- _EXERCISE BRIEF_
Pull out every line in the rows below that contains the word "flag".

>> Begin

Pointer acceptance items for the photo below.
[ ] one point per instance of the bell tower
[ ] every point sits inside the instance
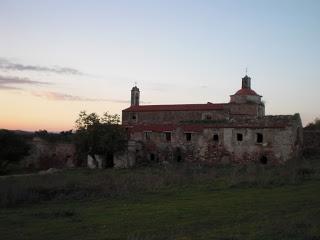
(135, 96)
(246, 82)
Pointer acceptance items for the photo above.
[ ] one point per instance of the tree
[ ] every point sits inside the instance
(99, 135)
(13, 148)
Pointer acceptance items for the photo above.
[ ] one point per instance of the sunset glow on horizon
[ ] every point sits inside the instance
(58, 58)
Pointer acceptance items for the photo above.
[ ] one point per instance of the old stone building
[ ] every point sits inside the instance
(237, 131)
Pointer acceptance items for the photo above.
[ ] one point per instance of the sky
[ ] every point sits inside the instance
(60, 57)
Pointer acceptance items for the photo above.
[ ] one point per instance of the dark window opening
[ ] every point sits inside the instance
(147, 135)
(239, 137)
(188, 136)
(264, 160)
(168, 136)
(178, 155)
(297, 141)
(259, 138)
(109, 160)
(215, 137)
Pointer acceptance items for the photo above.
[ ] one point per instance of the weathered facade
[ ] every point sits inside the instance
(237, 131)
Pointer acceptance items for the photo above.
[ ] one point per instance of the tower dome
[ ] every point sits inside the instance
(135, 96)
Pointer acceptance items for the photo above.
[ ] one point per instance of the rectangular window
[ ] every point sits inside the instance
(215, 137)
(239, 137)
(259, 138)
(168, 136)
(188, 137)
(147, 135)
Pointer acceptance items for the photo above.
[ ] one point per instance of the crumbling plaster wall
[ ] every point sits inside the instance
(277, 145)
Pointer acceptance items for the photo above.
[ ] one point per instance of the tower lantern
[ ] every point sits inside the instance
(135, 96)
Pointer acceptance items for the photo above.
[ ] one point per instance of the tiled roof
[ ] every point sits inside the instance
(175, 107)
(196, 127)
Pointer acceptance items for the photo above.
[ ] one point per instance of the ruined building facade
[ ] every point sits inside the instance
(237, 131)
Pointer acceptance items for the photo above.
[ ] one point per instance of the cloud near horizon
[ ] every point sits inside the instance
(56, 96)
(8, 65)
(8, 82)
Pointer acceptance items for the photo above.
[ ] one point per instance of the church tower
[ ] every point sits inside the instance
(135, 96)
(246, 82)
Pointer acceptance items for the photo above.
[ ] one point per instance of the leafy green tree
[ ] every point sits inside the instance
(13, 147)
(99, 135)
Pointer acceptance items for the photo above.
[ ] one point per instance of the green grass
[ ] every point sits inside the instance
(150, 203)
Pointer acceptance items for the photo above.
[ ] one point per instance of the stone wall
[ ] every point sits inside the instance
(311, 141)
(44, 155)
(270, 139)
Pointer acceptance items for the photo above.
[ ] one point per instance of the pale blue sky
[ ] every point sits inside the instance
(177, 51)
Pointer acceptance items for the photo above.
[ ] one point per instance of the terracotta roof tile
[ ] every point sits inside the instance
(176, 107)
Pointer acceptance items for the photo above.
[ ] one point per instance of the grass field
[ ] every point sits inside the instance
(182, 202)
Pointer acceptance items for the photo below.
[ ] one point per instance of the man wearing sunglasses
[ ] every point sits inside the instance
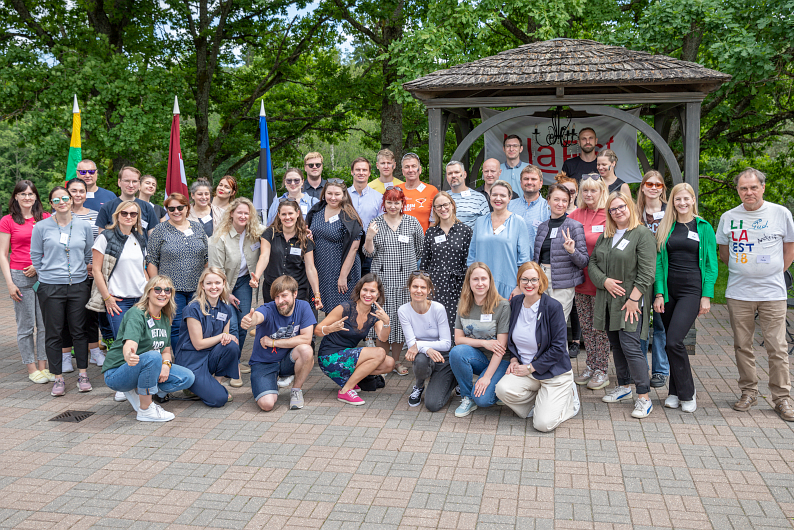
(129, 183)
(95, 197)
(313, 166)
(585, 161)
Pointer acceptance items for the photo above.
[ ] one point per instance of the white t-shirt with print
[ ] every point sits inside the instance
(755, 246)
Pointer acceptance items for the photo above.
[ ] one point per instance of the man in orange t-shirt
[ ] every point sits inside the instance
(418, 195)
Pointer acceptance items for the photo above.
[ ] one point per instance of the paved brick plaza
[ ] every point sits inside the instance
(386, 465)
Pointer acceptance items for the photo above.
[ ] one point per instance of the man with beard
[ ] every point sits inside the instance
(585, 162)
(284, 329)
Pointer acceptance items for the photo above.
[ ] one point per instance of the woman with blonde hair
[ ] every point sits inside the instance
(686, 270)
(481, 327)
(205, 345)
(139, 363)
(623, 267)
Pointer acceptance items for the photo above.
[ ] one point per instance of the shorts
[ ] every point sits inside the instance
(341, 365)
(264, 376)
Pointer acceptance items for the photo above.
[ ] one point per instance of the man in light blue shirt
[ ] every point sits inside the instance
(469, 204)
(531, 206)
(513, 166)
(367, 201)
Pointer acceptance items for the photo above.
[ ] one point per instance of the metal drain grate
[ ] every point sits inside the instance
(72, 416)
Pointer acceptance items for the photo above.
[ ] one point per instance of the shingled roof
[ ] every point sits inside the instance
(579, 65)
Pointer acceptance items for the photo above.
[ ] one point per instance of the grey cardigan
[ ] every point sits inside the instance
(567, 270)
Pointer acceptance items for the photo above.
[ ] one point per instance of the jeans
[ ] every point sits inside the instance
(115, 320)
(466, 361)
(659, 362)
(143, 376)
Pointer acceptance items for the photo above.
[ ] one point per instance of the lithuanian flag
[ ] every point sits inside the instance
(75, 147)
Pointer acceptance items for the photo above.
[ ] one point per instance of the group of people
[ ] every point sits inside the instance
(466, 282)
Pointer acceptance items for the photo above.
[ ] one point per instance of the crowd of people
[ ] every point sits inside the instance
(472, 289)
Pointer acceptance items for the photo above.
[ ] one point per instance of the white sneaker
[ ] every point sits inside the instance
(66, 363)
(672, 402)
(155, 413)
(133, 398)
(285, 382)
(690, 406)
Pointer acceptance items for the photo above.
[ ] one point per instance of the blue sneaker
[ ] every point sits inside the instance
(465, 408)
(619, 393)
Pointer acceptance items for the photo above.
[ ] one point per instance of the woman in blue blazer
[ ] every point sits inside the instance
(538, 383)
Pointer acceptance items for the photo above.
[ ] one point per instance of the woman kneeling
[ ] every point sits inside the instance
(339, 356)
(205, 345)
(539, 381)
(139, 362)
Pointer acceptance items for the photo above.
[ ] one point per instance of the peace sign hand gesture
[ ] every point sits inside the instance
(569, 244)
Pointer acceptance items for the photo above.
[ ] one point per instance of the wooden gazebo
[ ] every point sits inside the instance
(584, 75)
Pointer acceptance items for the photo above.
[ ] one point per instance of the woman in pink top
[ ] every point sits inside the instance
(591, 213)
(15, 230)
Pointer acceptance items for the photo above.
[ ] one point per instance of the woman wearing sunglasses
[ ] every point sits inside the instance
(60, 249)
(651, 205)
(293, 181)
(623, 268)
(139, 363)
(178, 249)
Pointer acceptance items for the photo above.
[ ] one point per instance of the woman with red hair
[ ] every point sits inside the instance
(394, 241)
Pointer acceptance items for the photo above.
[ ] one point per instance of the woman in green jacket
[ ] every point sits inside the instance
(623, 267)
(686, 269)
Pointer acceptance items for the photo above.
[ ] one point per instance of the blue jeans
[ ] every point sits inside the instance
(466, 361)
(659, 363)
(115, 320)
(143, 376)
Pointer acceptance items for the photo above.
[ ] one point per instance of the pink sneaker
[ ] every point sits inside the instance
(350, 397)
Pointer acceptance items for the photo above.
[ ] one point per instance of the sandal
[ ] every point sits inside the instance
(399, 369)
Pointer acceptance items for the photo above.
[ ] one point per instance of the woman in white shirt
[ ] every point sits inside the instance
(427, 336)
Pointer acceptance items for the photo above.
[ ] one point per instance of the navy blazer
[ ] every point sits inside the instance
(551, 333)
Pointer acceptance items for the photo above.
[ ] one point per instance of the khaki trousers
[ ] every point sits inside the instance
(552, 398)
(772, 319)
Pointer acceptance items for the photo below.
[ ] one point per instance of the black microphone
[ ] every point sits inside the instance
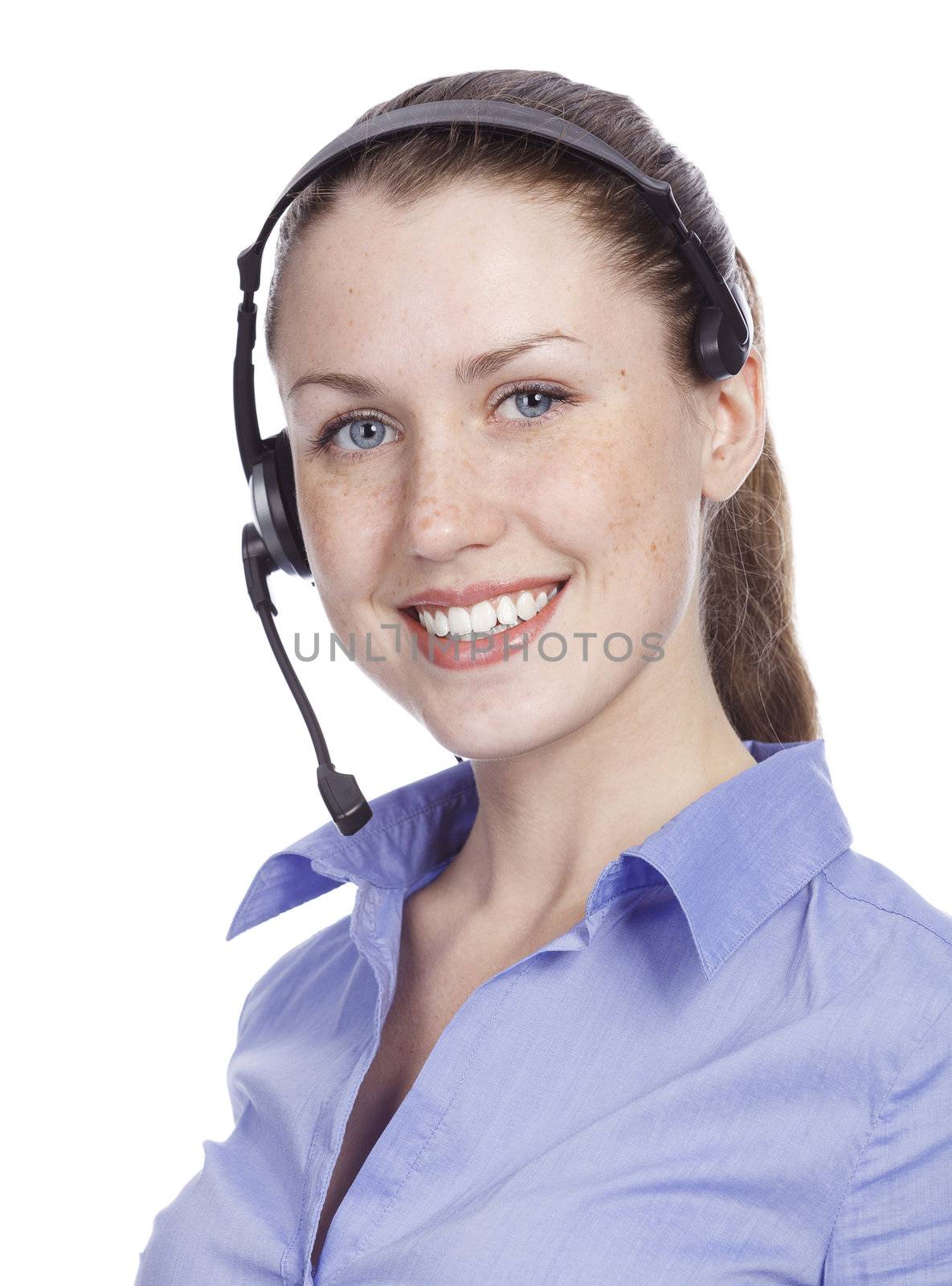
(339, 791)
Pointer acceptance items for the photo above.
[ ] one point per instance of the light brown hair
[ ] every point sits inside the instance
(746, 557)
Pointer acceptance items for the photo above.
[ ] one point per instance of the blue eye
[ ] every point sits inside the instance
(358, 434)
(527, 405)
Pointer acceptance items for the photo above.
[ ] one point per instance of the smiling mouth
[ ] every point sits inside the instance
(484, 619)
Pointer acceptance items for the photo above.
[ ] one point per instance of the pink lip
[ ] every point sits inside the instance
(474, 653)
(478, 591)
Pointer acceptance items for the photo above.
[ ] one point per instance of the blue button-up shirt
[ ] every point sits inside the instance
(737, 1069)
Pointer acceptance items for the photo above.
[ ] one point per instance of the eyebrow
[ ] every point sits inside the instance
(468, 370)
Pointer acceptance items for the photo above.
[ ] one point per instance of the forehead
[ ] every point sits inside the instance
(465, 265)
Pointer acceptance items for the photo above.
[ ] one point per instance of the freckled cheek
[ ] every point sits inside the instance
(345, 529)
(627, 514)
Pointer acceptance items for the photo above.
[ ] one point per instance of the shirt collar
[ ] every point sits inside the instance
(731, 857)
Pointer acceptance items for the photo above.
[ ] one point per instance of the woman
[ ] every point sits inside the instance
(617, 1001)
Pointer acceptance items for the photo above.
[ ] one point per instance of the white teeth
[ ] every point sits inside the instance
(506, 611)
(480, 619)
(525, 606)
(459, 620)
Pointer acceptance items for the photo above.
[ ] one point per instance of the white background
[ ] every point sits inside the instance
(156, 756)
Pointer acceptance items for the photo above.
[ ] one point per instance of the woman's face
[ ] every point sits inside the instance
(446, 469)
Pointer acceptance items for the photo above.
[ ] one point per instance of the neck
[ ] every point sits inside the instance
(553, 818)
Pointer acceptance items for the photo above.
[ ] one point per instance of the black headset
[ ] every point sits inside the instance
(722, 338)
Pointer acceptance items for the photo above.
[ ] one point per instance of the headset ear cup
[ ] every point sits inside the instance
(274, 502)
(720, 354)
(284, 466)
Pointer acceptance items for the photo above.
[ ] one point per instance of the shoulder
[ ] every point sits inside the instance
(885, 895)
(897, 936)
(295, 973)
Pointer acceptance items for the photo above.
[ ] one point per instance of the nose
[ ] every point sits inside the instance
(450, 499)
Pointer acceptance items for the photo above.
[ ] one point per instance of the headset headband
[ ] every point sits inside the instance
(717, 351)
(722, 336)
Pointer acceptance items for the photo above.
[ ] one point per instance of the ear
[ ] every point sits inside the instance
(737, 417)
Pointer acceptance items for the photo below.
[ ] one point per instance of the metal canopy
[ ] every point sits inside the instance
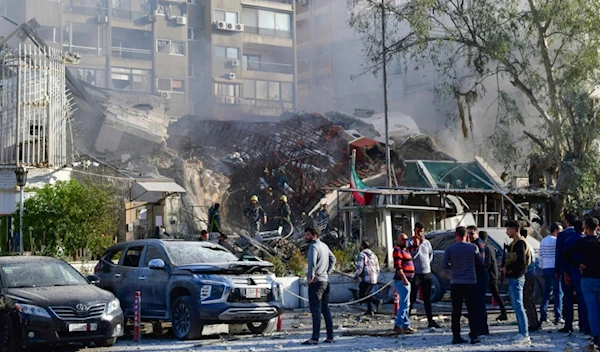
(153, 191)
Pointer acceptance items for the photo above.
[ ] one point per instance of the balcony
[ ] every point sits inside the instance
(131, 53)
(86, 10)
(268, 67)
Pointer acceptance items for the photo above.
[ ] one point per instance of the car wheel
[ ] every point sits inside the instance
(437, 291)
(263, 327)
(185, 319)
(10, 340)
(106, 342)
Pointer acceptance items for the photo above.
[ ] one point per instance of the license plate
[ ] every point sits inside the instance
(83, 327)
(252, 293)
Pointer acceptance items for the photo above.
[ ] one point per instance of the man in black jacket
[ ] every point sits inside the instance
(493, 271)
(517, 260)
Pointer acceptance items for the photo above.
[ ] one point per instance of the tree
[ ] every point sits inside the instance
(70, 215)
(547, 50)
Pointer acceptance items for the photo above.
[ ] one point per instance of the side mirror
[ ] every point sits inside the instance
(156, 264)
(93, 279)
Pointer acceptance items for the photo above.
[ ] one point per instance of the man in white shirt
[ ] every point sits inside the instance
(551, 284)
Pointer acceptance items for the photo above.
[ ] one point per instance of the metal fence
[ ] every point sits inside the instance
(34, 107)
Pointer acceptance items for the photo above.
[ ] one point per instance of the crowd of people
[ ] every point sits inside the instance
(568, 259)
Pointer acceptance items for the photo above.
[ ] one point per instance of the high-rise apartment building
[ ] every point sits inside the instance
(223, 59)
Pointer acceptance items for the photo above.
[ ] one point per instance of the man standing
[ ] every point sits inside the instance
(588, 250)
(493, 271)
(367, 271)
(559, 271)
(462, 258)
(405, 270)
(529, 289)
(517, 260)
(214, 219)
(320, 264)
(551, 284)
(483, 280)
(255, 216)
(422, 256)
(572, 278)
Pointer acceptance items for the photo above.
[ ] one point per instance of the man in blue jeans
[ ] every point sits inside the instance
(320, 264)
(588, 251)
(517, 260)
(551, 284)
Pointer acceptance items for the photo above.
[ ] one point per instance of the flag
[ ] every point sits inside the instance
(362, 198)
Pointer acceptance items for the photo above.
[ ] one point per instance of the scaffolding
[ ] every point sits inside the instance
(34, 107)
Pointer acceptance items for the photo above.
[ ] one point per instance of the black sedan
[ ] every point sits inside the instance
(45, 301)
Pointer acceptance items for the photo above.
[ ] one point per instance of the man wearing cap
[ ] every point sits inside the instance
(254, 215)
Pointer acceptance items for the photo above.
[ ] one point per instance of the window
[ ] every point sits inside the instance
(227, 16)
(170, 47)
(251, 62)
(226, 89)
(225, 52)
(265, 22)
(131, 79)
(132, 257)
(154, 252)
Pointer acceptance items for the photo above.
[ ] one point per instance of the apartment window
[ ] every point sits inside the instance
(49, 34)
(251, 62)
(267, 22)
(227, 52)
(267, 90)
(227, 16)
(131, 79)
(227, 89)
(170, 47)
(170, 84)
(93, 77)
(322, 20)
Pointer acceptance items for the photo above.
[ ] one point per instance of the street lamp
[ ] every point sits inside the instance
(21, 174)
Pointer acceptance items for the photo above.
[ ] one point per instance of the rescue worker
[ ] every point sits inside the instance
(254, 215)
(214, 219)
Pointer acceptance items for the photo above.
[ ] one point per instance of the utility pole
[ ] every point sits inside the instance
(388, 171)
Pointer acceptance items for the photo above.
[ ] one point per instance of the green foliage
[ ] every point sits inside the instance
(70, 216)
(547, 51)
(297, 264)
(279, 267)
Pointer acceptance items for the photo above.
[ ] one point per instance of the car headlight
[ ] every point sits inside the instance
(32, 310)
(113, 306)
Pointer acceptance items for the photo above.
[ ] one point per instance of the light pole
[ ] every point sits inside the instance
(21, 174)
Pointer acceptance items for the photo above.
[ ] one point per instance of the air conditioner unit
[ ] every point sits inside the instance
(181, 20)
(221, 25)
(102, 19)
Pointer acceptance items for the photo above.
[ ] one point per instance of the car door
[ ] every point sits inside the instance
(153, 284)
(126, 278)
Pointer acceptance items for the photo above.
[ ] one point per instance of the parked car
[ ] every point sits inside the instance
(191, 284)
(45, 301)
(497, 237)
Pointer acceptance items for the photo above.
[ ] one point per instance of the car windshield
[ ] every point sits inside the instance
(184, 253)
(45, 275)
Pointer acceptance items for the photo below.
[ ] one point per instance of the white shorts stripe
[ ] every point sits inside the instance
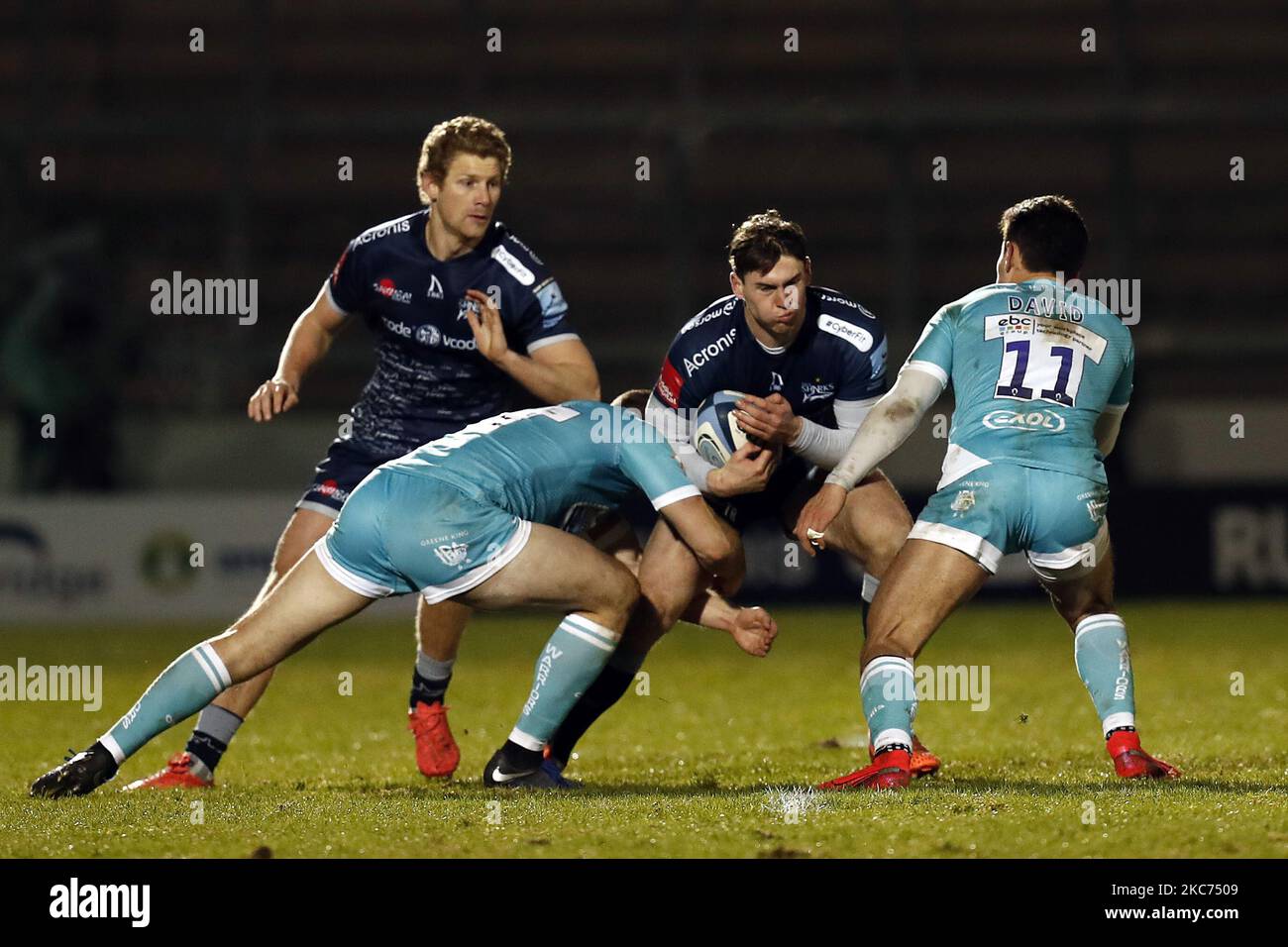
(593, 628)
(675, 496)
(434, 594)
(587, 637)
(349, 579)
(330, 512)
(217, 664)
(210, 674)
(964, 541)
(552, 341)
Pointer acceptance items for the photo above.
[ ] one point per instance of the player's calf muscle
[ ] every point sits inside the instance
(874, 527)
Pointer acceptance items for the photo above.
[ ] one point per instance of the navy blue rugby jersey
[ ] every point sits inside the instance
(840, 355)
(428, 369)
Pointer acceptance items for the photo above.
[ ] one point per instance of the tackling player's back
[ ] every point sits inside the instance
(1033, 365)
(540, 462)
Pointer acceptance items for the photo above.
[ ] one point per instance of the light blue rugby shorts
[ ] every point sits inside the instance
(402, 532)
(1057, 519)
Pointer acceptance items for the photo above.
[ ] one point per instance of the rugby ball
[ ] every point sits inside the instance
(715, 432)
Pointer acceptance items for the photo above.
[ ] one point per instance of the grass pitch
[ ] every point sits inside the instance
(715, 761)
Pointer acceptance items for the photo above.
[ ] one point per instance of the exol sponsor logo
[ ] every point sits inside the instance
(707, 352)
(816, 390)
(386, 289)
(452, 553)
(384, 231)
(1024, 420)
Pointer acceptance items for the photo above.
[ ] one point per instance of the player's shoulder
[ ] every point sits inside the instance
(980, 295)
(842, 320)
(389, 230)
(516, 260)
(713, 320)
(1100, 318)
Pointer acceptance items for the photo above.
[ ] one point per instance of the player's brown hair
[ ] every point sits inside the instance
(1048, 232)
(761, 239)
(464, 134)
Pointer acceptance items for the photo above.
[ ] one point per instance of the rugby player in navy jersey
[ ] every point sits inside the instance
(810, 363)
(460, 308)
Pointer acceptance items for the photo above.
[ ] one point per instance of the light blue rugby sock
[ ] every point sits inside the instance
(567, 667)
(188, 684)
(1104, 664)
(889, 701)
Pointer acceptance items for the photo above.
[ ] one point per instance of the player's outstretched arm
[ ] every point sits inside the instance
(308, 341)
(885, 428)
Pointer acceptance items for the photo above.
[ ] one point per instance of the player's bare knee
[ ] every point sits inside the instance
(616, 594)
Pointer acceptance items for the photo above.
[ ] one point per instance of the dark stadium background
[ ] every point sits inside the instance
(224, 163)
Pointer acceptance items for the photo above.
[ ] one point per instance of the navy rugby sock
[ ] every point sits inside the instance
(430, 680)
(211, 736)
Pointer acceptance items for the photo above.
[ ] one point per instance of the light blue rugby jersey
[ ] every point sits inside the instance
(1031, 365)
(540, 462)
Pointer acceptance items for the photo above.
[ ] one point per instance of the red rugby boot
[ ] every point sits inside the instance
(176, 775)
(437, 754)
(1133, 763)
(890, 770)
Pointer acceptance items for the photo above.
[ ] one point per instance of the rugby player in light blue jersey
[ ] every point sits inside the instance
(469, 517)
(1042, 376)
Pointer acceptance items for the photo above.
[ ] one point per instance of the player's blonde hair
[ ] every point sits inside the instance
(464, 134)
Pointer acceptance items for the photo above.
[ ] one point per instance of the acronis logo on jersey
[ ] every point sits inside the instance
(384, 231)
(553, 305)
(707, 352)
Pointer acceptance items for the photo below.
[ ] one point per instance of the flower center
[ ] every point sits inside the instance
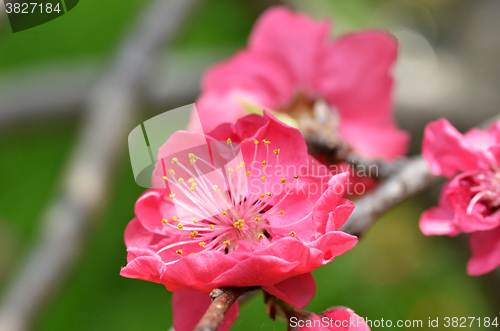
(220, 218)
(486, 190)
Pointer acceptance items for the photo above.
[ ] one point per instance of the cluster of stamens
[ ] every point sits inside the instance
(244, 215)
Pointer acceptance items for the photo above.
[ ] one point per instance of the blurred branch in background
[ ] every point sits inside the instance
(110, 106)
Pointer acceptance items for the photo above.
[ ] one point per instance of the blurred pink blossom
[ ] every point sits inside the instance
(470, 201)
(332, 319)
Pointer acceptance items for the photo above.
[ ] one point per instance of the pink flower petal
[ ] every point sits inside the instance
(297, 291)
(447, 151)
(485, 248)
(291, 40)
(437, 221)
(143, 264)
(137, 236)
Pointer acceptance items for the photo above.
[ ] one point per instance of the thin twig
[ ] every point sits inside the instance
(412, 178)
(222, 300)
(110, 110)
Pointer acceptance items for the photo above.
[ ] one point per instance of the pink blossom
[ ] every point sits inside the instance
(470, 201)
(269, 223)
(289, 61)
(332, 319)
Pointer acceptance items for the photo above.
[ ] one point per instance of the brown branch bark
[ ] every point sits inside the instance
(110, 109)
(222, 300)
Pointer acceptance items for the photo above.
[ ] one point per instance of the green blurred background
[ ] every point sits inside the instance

>> End

- _FINAL ANSWER_
[ ] one point per instance of the lithuanian flag
[ ] one point per instance of the flag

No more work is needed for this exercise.